** Given problem **
Reproduce the line that holds "Objective - one point per instance of the flat" together with all the lines after it up to the end of the entries.

— Start of Input rows —

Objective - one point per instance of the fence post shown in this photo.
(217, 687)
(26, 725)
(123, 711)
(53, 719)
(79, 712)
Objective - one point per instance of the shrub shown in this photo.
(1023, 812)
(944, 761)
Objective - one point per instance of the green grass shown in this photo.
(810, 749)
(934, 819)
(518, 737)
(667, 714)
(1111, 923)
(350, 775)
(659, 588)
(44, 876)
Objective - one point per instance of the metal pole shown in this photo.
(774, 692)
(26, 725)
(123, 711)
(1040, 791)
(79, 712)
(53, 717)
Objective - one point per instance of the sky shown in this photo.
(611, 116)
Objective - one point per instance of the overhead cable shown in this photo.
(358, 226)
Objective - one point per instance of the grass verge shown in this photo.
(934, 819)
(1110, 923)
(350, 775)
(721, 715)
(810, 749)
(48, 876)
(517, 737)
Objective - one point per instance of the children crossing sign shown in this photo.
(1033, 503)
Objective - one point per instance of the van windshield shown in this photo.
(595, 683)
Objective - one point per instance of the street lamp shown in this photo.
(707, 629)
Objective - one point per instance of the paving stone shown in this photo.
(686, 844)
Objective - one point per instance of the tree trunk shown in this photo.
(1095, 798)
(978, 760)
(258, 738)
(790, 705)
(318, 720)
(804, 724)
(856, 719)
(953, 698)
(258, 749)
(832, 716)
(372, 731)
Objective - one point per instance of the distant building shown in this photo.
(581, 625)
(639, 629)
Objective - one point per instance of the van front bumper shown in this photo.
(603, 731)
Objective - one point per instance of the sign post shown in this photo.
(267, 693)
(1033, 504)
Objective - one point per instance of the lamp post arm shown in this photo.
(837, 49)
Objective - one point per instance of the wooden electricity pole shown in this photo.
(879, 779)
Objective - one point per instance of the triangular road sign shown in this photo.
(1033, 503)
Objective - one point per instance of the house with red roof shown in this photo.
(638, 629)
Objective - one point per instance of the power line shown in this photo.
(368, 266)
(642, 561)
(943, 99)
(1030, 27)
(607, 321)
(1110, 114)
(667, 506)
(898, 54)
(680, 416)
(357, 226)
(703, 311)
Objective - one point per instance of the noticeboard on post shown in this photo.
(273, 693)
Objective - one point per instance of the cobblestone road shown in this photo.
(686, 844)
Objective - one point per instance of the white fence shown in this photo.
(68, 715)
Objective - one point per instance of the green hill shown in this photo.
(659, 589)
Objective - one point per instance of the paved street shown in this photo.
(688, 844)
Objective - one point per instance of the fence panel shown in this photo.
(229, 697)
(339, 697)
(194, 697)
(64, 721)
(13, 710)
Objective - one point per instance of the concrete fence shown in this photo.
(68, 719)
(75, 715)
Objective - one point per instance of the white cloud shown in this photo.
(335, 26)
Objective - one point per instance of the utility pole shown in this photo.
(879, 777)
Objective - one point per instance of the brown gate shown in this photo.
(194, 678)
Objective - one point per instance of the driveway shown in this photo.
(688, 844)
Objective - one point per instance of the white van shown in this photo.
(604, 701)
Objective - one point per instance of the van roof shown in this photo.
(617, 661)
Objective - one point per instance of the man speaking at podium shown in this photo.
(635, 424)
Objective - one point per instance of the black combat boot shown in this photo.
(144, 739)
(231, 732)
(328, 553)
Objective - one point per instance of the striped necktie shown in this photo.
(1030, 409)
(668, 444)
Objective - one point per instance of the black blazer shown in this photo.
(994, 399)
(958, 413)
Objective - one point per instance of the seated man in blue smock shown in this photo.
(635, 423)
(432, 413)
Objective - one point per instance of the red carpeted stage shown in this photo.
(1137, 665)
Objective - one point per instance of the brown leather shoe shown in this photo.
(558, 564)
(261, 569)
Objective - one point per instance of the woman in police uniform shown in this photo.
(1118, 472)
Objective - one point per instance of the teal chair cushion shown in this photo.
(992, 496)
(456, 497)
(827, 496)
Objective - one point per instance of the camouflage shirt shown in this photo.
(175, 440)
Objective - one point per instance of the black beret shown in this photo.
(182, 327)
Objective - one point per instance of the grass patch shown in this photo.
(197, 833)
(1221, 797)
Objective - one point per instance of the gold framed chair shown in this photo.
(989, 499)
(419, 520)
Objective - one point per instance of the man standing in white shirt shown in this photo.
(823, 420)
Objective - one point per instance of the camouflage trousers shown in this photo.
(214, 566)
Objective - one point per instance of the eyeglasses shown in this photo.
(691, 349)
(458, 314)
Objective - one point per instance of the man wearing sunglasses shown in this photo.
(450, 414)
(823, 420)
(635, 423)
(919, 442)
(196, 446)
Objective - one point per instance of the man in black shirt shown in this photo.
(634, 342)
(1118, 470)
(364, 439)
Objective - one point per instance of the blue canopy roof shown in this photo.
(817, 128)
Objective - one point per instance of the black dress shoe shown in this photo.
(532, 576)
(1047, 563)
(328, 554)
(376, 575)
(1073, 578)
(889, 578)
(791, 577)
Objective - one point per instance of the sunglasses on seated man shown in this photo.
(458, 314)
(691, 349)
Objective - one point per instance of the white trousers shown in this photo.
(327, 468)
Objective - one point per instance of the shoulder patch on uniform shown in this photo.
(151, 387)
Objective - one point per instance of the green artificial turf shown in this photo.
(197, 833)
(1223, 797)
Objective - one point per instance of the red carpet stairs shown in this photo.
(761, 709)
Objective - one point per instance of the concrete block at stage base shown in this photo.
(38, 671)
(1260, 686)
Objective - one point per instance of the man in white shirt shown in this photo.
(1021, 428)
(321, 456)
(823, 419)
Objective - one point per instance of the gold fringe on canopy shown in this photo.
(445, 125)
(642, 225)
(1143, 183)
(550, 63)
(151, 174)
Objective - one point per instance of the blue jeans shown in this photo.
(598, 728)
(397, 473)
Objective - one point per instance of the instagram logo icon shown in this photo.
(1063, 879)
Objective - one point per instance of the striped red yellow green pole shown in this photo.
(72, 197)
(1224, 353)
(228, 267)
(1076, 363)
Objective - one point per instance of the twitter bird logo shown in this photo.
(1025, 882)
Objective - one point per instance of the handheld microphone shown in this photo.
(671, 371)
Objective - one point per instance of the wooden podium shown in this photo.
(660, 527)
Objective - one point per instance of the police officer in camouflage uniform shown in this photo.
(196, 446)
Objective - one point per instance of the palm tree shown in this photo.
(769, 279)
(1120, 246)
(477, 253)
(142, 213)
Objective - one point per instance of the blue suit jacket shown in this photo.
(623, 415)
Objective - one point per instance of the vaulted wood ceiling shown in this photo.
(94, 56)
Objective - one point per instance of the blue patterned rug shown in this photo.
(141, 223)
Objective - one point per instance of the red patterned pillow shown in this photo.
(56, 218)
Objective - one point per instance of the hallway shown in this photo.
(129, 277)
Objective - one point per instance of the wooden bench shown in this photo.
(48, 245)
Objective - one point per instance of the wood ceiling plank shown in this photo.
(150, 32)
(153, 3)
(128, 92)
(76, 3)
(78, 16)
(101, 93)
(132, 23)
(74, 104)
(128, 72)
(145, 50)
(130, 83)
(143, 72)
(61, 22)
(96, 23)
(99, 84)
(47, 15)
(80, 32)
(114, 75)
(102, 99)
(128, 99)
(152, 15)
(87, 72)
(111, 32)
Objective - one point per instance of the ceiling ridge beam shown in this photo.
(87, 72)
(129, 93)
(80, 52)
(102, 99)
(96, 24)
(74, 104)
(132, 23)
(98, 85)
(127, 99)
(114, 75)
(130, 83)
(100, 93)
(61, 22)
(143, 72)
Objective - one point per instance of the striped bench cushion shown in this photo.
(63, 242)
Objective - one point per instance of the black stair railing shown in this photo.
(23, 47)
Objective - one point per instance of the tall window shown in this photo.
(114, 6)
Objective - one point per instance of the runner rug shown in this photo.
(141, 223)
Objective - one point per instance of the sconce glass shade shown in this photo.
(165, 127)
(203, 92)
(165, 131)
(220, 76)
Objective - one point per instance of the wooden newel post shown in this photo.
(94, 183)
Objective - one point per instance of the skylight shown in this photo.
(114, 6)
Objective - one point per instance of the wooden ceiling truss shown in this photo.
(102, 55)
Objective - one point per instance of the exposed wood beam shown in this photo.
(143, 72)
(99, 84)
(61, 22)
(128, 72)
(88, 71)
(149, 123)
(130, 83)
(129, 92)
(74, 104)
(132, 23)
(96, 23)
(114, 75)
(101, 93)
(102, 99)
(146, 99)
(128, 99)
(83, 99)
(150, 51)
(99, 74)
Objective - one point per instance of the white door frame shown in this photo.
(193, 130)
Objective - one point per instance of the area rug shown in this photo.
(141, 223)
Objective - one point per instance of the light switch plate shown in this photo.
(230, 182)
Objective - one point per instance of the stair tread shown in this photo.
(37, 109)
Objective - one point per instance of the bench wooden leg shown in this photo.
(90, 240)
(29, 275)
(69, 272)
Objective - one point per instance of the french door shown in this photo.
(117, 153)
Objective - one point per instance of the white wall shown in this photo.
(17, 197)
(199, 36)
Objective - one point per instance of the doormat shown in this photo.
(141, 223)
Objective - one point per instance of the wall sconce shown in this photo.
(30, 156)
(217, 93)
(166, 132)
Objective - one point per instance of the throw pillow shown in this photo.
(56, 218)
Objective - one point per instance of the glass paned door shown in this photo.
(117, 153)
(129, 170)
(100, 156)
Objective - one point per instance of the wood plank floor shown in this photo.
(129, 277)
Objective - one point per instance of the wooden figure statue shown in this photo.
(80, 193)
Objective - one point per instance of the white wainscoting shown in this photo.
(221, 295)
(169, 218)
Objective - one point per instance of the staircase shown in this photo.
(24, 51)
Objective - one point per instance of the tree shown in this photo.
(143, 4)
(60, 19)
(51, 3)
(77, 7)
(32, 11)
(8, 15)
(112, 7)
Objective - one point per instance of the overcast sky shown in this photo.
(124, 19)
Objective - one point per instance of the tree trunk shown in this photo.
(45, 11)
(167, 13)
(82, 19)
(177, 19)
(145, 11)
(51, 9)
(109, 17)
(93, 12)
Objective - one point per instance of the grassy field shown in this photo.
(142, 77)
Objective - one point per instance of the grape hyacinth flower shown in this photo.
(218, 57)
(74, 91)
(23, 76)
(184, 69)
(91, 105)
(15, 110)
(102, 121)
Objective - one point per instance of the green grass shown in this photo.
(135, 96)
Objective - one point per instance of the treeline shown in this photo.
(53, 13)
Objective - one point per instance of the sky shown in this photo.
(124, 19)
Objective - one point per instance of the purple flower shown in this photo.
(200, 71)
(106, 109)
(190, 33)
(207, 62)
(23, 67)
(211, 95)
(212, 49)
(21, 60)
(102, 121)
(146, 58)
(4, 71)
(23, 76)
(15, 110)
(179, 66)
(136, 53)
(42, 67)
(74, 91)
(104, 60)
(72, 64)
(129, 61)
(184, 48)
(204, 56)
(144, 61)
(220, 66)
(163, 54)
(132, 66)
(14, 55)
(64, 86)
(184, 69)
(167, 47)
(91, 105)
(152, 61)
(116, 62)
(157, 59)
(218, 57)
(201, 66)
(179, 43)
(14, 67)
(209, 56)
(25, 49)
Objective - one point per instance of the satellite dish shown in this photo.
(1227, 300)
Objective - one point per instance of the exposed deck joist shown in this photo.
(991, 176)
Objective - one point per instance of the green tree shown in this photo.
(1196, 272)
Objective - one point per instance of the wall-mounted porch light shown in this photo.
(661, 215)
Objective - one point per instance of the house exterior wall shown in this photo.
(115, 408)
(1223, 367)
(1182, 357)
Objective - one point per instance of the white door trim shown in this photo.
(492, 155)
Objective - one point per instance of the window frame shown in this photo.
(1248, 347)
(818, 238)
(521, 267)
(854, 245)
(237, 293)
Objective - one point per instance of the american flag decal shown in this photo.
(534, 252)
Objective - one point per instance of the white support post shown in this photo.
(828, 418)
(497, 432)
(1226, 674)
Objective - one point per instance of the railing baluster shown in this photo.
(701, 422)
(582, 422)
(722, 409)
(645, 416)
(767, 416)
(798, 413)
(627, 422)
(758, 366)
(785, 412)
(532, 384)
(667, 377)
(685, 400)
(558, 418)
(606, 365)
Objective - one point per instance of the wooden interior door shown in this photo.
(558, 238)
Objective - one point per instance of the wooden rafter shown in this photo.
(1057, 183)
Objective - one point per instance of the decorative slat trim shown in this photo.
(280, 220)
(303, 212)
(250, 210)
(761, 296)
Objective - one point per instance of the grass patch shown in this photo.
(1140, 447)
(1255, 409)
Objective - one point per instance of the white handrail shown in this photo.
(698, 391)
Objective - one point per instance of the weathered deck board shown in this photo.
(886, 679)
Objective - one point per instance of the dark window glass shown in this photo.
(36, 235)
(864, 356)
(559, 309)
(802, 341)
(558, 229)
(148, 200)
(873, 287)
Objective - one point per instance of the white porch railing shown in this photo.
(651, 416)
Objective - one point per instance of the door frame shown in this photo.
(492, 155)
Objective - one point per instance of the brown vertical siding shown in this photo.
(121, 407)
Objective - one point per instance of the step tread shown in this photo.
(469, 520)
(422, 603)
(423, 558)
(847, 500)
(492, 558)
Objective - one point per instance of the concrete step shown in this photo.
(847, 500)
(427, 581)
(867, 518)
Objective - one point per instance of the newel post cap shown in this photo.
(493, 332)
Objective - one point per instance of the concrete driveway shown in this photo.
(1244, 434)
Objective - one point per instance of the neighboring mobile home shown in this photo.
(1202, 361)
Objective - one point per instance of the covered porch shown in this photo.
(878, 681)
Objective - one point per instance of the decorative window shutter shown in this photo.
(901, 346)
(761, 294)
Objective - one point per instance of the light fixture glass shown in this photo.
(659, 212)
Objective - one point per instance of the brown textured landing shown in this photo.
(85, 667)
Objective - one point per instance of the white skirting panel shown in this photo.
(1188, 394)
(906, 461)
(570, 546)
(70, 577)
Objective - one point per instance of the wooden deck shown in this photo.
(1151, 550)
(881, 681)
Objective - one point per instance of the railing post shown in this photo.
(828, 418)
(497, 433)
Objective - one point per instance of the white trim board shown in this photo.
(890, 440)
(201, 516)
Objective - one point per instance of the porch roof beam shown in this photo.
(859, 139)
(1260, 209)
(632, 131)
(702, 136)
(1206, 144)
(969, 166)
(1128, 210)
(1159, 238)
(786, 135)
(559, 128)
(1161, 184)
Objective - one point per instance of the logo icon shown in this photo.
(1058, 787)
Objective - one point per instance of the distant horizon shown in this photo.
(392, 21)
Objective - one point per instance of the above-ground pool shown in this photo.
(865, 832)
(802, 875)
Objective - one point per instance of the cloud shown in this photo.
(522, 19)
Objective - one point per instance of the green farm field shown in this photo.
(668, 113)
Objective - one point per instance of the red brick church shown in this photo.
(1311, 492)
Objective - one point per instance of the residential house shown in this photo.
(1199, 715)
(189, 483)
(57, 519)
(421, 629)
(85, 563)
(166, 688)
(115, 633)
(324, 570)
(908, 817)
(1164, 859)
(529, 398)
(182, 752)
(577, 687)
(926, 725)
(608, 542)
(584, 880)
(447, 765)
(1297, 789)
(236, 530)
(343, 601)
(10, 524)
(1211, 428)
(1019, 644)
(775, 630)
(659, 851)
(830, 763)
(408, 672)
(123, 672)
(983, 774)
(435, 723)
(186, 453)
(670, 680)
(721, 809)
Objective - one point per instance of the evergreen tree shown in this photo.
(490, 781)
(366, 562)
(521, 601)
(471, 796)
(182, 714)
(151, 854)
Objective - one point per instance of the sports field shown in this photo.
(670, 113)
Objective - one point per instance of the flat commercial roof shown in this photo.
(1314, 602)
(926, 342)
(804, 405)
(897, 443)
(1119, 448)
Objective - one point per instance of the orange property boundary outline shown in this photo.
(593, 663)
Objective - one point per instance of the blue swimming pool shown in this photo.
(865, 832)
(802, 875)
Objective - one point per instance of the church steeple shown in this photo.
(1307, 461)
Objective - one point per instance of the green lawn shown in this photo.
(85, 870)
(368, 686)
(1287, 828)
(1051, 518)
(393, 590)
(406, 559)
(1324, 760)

— End of Input rows —

** Exercise response **
Objective - one point per instance of the flat commercial roof shown in this photo.
(1314, 602)
(926, 342)
(804, 405)
(897, 443)
(1119, 448)
Objective - one point per instance of the orange property boundary outline shown in this photo.
(593, 663)
Objective - one point per instance of the blue swimming pool shown in this photo.
(865, 832)
(802, 875)
Objective - one point per instance of the church steeple shown in this photo.
(1307, 461)
Objective - one point per instance of the green lawn shown in this photo.
(85, 870)
(368, 686)
(1287, 828)
(1051, 518)
(393, 590)
(406, 559)
(1324, 760)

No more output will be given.